Make an exact copy of the listing underneath, skipping each picture.
SOURCE RECORDS Block Start
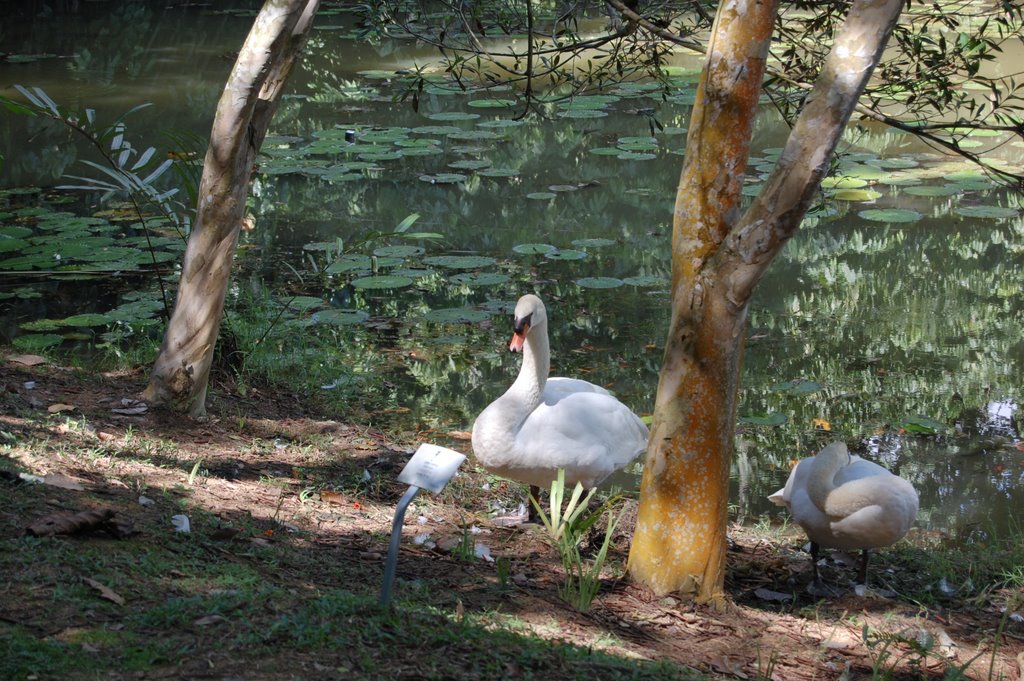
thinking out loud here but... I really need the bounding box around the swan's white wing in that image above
[512,389,648,487]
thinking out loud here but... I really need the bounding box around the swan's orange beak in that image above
[509,327,527,352]
[509,315,530,352]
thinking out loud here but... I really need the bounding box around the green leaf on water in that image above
[283,296,326,311]
[313,309,370,326]
[423,307,491,323]
[13,334,64,351]
[954,205,1018,219]
[571,238,617,248]
[513,243,556,255]
[326,255,372,274]
[0,238,29,253]
[623,275,668,287]
[576,277,624,289]
[19,318,65,331]
[351,275,414,290]
[739,412,788,426]
[60,313,114,327]
[526,192,556,200]
[858,208,923,223]
[901,415,946,435]
[449,272,510,287]
[545,249,587,261]
[770,379,822,395]
[422,255,496,269]
[373,245,424,258]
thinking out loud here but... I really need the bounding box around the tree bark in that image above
[144,0,320,417]
[627,0,905,602]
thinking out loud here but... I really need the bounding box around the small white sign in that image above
[397,443,466,494]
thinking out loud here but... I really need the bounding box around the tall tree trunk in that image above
[144,0,320,417]
[628,0,905,602]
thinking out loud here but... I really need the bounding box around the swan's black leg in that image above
[527,485,541,522]
[857,549,869,586]
[810,541,821,583]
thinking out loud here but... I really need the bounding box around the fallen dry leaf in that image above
[26,508,115,537]
[320,490,346,505]
[193,614,227,627]
[83,577,125,605]
[8,354,48,366]
[47,403,76,414]
[42,473,88,491]
[446,430,472,440]
[111,398,148,415]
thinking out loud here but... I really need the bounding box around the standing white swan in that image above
[471,294,649,494]
[768,442,919,588]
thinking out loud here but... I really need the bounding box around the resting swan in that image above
[471,294,649,496]
[768,442,919,587]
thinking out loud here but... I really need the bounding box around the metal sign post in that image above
[380,444,466,607]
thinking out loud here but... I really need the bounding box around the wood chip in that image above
[8,354,47,366]
[47,403,76,413]
[83,577,125,605]
[26,508,115,537]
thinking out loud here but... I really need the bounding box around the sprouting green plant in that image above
[495,556,511,587]
[451,525,476,562]
[187,458,203,485]
[530,470,624,612]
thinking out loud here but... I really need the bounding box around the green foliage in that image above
[530,471,624,612]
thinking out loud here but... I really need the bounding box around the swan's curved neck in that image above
[806,447,847,510]
[511,323,549,403]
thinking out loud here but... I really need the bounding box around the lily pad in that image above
[283,296,326,311]
[770,379,821,395]
[419,173,468,184]
[544,249,586,261]
[13,334,64,351]
[624,275,668,287]
[426,112,480,121]
[513,243,556,255]
[954,205,1018,219]
[372,245,424,258]
[448,159,492,170]
[571,238,617,248]
[351,275,414,290]
[0,238,29,253]
[423,307,491,323]
[576,277,624,289]
[901,415,946,435]
[902,185,963,197]
[449,272,510,287]
[313,309,370,326]
[326,255,372,274]
[422,255,496,269]
[467,99,517,108]
[477,168,519,178]
[739,412,788,426]
[858,208,923,223]
[61,313,114,327]
[617,152,657,161]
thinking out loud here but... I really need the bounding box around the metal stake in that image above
[380,484,421,607]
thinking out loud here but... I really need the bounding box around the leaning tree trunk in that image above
[144,0,320,417]
[627,0,905,602]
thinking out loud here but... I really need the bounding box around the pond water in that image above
[1,1,1022,539]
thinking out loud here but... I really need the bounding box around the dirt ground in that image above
[1,354,1022,680]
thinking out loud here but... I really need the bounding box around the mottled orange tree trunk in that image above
[628,0,906,601]
[145,0,320,417]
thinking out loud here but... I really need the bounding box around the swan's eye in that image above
[513,313,533,335]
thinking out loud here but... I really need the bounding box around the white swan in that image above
[768,441,919,587]
[471,294,649,492]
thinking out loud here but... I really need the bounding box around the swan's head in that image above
[509,294,547,353]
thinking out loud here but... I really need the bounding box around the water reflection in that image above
[0,2,1022,538]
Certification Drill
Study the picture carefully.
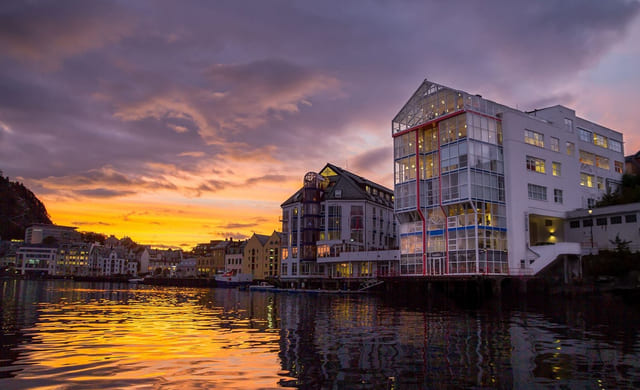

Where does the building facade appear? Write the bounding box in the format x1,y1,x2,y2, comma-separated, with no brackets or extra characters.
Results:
242,231,281,280
280,164,399,283
392,80,624,276
25,224,81,245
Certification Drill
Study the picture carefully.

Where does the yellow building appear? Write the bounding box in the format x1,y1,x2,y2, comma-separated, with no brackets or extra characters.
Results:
242,231,281,280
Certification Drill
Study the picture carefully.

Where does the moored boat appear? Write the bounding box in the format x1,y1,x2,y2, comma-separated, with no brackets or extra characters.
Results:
214,270,253,287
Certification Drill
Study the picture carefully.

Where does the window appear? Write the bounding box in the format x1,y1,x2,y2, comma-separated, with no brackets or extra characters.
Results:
580,173,594,187
609,139,622,153
350,206,363,243
566,141,575,156
524,129,544,147
569,220,580,228
552,162,561,177
596,155,610,170
593,133,608,148
596,218,607,226
526,156,546,173
564,118,573,132
583,219,593,227
579,150,594,166
578,128,592,143
597,177,604,191
550,137,559,152
587,198,596,208
528,183,547,201
554,189,563,203
625,214,637,223
611,216,622,224
614,161,623,174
SOURCE RECORDS Block End
**EXERCISE ANSWER**
thinking out loud here but... I really need the bounding box around the swan's white wing in that image above
[512,389,648,487]
thinking out loud here but... I really need the bounding box around the swan's orange beak in that image above
[509,327,527,352]
[509,315,530,352]
thinking out loud here but... I really need the bounding box around the green leaf on water in that image above
[283,296,326,311]
[313,309,370,326]
[423,307,491,323]
[13,334,64,351]
[954,205,1018,219]
[571,238,617,248]
[513,243,556,255]
[326,255,372,274]
[0,238,29,253]
[623,275,668,287]
[576,277,624,289]
[19,318,65,331]
[351,275,414,290]
[739,412,788,426]
[60,313,114,327]
[526,192,556,200]
[858,208,923,223]
[901,415,946,435]
[449,272,510,287]
[545,249,587,261]
[770,379,822,395]
[422,255,496,269]
[373,245,424,258]
thinking out loud here but... I really need the bounding box around the tree bark in that image above
[144,0,320,417]
[627,0,905,602]
thinking out loud here but... I really need the bounding box around the small white sign in that image above
[397,443,466,494]
thinking out loud here but... I really need the bounding box around the tall tree trunk in that image above
[144,0,320,417]
[628,0,905,602]
thinking out loud here but... I really need the bounding box around the swan's black leg in that image above
[527,485,541,522]
[857,549,869,586]
[810,541,821,583]
thinking out loud here but... I really need the bounding box around the fallen dry leaf in that image above
[26,508,115,537]
[320,490,346,505]
[193,614,227,627]
[83,577,125,605]
[8,354,48,366]
[47,403,76,414]
[42,473,88,491]
[446,430,472,440]
[111,398,148,415]
thinking out loud here but... I really need the bounding box around the standing white swan in that image above
[471,294,649,494]
[768,442,919,588]
thinking out loud here but... I really need the bounding box around the resting swan in that image above
[471,294,649,496]
[768,442,919,587]
thinking out loud here but... I really need the bounding box around the metal sign post in that image above
[380,444,466,607]
thinking out loud here but... I really need the bounding box around the wood chip in that image above
[8,354,47,366]
[47,403,76,413]
[83,577,125,605]
[26,508,115,537]
thinking out loud here but... I really need the bounding box around the sprouting green plant in that image above
[495,556,511,587]
[451,525,476,562]
[187,458,203,485]
[530,470,624,612]
thinking out loud here but... I really need the bounding box around the green foliage in that image above
[530,471,624,612]
thinking out loud here but... I really need the bounding box around the swan's curved neck in that image above
[806,447,847,510]
[511,323,549,403]
thinking out loud here but... I really need the bounding box around the lily pad in that image above
[283,296,326,311]
[770,379,821,395]
[419,173,468,184]
[544,249,586,261]
[13,334,64,351]
[624,275,668,287]
[426,112,480,121]
[513,243,556,255]
[954,205,1018,219]
[372,245,424,258]
[448,159,492,170]
[571,238,617,248]
[351,275,414,290]
[0,238,29,253]
[423,307,491,323]
[576,277,624,289]
[901,415,946,435]
[902,185,963,197]
[449,272,510,287]
[313,309,370,326]
[326,255,372,274]
[422,255,496,269]
[467,99,517,108]
[477,168,519,178]
[739,412,788,426]
[858,208,923,223]
[61,313,114,327]
[617,152,657,161]
thinking out loud here but... I really need the bounding box around the metal stake in that image above
[380,484,421,607]
thinking out loud here but... I really need the bounding box around the leaning tree trunk in that image above
[144,0,320,417]
[627,0,905,602]
thinking out loud here but... I really need the bounding box around the pond water in that image above
[1,1,1022,539]
thinking out loud here but... I really need the bounding box around the dirt ground in that image above
[1,354,1022,680]
thinking out loud here but... I really need the bounding box around the mottled orange tree trunk in that image above
[628,0,906,601]
[145,0,320,417]
thinking out loud here but... I really need the bounding box around the swan's eye in that image above
[513,313,533,335]
thinking out loud here but... I really need the bounding box around the white swan in that image above
[768,441,919,587]
[471,294,649,492]
thinking out loud here but... I really need the bounding box around the swan's head in that image above
[509,294,547,353]
thinking out loud here but... I really need the bounding box around the water reflection in that image above
[0,2,1022,538]
Certification Drill
Study the picture carefully.

Where does the building facade appear? Write the bounding box in the format x1,y1,x2,y2, comma-separated, with no brackets or extra characters.
Results:
242,231,281,280
280,164,399,283
392,80,624,276
25,224,81,245
Certification Drill
Study the picture carefully.

Where does the yellow building appear? Write the bounding box in the format x1,y1,x2,y2, comma-separated, with no brackets or extra characters.
Results:
242,231,281,280
Certification Drill
Study the picture carefully.

Where does the moored boat appear? Write the bounding box in the format x1,y1,x2,y2, comma-separated, with no brackets or extra characters.
Results:
214,270,253,287
Certification Drill
Study the picture carefully.

Where does the window appear? Write the bounding box in the format x1,y1,x2,y2, comma-separated, with no brackets or extra characters.
Results:
580,173,594,187
609,139,622,153
350,206,363,243
566,141,575,156
524,129,544,147
569,220,580,228
552,162,561,177
596,155,610,170
593,133,608,148
596,218,607,226
526,156,546,173
564,118,573,132
583,219,593,227
579,150,594,166
578,128,592,143
597,177,604,191
550,137,559,152
587,198,596,208
528,183,547,201
554,189,563,203
625,214,637,223
611,216,622,224
614,161,623,174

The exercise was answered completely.